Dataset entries
+ + + + +

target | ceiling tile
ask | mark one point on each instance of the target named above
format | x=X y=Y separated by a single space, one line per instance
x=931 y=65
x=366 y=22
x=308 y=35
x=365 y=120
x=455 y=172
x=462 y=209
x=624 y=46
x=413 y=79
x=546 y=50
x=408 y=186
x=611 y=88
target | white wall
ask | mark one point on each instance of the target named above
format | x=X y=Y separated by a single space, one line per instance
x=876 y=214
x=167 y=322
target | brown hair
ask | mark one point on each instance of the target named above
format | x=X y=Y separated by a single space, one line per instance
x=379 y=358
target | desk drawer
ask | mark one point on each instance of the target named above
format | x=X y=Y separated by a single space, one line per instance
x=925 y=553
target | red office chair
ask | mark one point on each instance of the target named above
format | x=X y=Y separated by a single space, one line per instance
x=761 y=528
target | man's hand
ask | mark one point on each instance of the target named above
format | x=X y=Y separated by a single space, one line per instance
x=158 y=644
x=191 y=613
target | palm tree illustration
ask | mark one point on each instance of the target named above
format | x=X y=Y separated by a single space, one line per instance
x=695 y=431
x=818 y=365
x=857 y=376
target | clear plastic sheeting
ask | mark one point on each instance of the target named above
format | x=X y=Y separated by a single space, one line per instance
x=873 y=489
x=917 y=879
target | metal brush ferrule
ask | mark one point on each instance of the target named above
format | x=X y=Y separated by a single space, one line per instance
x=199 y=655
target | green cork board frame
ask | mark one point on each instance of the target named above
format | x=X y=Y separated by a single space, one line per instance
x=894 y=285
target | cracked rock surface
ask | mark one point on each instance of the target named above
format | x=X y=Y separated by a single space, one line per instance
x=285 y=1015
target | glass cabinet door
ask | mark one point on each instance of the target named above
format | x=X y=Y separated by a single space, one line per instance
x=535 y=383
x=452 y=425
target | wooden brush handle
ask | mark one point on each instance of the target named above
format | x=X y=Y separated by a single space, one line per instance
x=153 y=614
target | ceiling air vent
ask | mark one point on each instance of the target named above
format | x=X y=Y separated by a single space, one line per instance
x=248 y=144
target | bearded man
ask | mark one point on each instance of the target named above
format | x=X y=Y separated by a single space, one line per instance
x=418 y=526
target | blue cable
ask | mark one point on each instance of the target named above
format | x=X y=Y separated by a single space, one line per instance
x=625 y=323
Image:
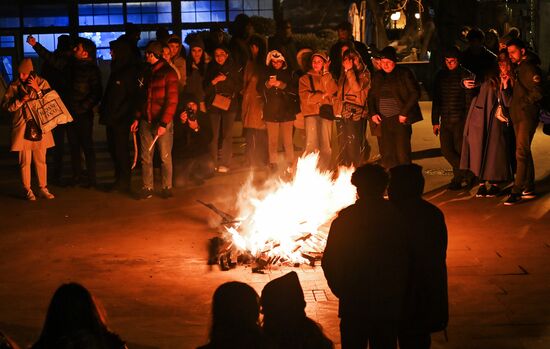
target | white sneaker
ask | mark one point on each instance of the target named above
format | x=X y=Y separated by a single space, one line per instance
x=45 y=194
x=223 y=169
x=30 y=195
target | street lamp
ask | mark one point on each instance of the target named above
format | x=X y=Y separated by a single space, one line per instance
x=395 y=17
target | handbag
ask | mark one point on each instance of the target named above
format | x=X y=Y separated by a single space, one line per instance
x=32 y=131
x=221 y=102
x=326 y=111
x=352 y=111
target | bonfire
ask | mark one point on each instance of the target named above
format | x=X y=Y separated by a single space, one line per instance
x=286 y=221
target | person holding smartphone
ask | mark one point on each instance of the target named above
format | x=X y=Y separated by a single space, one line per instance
x=317 y=89
x=28 y=87
x=449 y=110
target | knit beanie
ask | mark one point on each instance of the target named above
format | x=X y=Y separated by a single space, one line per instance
x=321 y=54
x=389 y=52
x=155 y=47
x=274 y=55
x=25 y=66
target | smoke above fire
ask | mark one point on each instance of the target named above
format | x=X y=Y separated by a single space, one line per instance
x=287 y=219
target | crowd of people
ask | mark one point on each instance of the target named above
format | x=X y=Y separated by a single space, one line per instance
x=384 y=260
x=485 y=107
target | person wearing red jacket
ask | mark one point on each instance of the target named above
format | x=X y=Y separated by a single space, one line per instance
x=154 y=120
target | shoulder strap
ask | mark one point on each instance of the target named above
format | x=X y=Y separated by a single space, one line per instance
x=312 y=86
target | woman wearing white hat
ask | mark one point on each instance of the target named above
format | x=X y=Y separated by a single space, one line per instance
x=28 y=87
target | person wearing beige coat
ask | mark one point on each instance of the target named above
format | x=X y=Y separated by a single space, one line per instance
x=350 y=106
x=317 y=88
x=28 y=87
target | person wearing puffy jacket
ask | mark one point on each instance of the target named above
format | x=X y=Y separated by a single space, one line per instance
x=279 y=91
x=317 y=89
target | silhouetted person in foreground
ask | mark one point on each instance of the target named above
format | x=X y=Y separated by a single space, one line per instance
x=285 y=322
x=75 y=321
x=6 y=342
x=426 y=301
x=235 y=318
x=365 y=264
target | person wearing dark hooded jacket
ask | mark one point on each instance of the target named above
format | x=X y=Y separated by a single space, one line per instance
x=83 y=94
x=285 y=323
x=426 y=307
x=365 y=264
x=118 y=109
x=278 y=88
x=224 y=79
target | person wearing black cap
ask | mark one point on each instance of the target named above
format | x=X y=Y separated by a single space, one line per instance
x=365 y=264
x=426 y=308
x=393 y=106
x=285 y=323
x=449 y=110
x=192 y=137
x=345 y=36
x=117 y=110
x=524 y=111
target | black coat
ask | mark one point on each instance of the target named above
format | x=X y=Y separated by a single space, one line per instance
x=230 y=87
x=365 y=262
x=84 y=87
x=426 y=300
x=485 y=144
x=280 y=103
x=450 y=99
x=119 y=103
x=407 y=91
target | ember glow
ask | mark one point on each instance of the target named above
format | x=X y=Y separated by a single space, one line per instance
x=284 y=220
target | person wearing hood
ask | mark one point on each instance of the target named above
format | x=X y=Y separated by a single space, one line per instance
x=524 y=111
x=365 y=263
x=196 y=70
x=27 y=87
x=350 y=105
x=285 y=323
x=279 y=91
x=117 y=110
x=426 y=307
x=317 y=89
x=393 y=106
x=345 y=36
x=253 y=104
x=177 y=58
x=84 y=93
x=222 y=84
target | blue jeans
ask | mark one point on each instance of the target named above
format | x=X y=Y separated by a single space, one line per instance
x=147 y=134
x=224 y=120
x=318 y=138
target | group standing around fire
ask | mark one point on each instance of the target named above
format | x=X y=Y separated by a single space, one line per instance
x=390 y=280
x=485 y=110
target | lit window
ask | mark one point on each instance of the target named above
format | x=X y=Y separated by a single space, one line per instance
x=145 y=37
x=45 y=15
x=9 y=16
x=7 y=41
x=100 y=14
x=6 y=68
x=102 y=40
x=149 y=12
x=203 y=11
x=263 y=8
x=49 y=41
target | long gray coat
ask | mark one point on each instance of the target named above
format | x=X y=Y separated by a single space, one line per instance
x=20 y=114
x=485 y=146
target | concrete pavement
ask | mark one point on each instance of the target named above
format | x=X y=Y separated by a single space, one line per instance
x=146 y=260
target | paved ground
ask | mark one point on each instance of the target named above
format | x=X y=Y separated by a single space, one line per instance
x=146 y=260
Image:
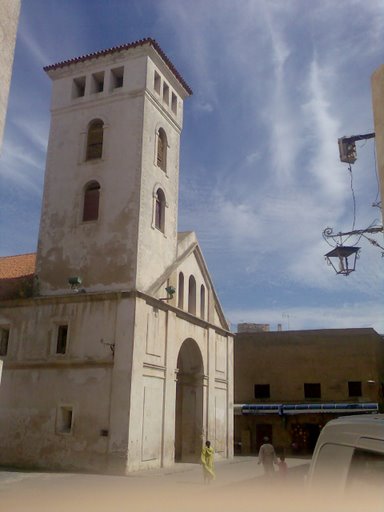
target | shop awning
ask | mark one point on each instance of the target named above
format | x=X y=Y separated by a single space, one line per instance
x=282 y=409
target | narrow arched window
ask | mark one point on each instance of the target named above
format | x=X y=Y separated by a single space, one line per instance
x=192 y=295
x=180 y=302
x=162 y=150
x=95 y=140
x=202 y=301
x=91 y=201
x=160 y=210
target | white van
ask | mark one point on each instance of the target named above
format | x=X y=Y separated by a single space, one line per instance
x=349 y=455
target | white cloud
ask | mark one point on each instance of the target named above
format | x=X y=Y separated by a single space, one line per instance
x=346 y=315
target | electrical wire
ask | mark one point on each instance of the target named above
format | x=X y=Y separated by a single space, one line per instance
x=375 y=203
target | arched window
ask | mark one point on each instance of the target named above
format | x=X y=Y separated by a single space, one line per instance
x=180 y=302
x=95 y=140
x=192 y=296
x=202 y=301
x=160 y=210
x=162 y=150
x=91 y=201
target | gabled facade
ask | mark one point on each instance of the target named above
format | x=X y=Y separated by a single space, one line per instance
x=105 y=369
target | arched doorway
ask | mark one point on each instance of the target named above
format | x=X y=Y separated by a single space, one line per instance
x=189 y=403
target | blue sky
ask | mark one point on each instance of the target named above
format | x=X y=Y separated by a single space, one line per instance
x=275 y=84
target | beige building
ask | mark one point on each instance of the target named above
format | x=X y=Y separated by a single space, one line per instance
x=288 y=384
x=117 y=356
x=378 y=117
x=9 y=16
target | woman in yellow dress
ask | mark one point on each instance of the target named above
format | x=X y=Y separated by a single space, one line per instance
x=207 y=459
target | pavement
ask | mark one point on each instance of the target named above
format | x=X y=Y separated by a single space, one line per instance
x=166 y=489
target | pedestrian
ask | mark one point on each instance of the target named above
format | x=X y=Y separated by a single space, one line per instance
x=207 y=460
x=283 y=468
x=267 y=457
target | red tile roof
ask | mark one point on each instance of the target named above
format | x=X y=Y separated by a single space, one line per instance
x=114 y=49
x=13 y=267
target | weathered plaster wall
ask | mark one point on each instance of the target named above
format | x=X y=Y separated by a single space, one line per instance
x=378 y=117
x=88 y=379
x=159 y=335
x=286 y=360
x=9 y=16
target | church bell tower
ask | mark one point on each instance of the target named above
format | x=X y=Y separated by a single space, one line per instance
x=109 y=213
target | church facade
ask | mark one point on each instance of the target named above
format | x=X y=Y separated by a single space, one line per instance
x=116 y=353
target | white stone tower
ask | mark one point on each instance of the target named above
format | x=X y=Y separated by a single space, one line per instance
x=109 y=213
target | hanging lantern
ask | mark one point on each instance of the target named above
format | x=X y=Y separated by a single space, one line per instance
x=341 y=264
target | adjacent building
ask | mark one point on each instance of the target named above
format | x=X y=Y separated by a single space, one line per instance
x=9 y=17
x=377 y=82
x=288 y=384
x=117 y=355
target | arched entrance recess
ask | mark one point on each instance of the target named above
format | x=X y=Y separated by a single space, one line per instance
x=189 y=403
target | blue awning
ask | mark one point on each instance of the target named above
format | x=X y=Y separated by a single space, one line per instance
x=290 y=409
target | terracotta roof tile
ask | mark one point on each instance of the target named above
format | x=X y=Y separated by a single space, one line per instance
x=127 y=46
x=12 y=267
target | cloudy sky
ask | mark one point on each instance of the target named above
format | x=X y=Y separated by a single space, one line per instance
x=276 y=83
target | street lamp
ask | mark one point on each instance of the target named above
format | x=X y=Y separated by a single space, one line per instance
x=341 y=253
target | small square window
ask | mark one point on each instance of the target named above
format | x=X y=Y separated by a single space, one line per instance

+ + + + +

Print, word for word, the stretch of rows from the very first line through the line containing "x=167 y=322", including both ends.

target | ceiling tile
ask | mark one point on each instance of the target named above
format | x=X y=Y separated by a single space, one line per instance
x=931 y=65
x=366 y=22
x=308 y=35
x=365 y=120
x=455 y=172
x=462 y=209
x=624 y=46
x=413 y=79
x=546 y=50
x=408 y=186
x=611 y=88
target | white wall
ask | mark one point on each instance of the target named above
format | x=X y=Y separated by a single space, one line per instance
x=876 y=214
x=167 y=322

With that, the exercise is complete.